▶ [Activity]: Set it all down exactly, every record and every line.

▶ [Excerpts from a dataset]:

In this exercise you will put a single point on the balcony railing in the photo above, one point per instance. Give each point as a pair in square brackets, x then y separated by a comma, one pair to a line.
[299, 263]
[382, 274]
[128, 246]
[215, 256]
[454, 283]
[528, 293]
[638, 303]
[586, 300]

▶ [Written answer]:
In this exercise you will put a single point on the balcony railing in the photo above, one point per instance. Give each point as a pair in square brackets, x then y separated by a comma, one pair to a line.
[299, 263]
[382, 274]
[128, 246]
[215, 256]
[454, 283]
[528, 293]
[638, 303]
[586, 300]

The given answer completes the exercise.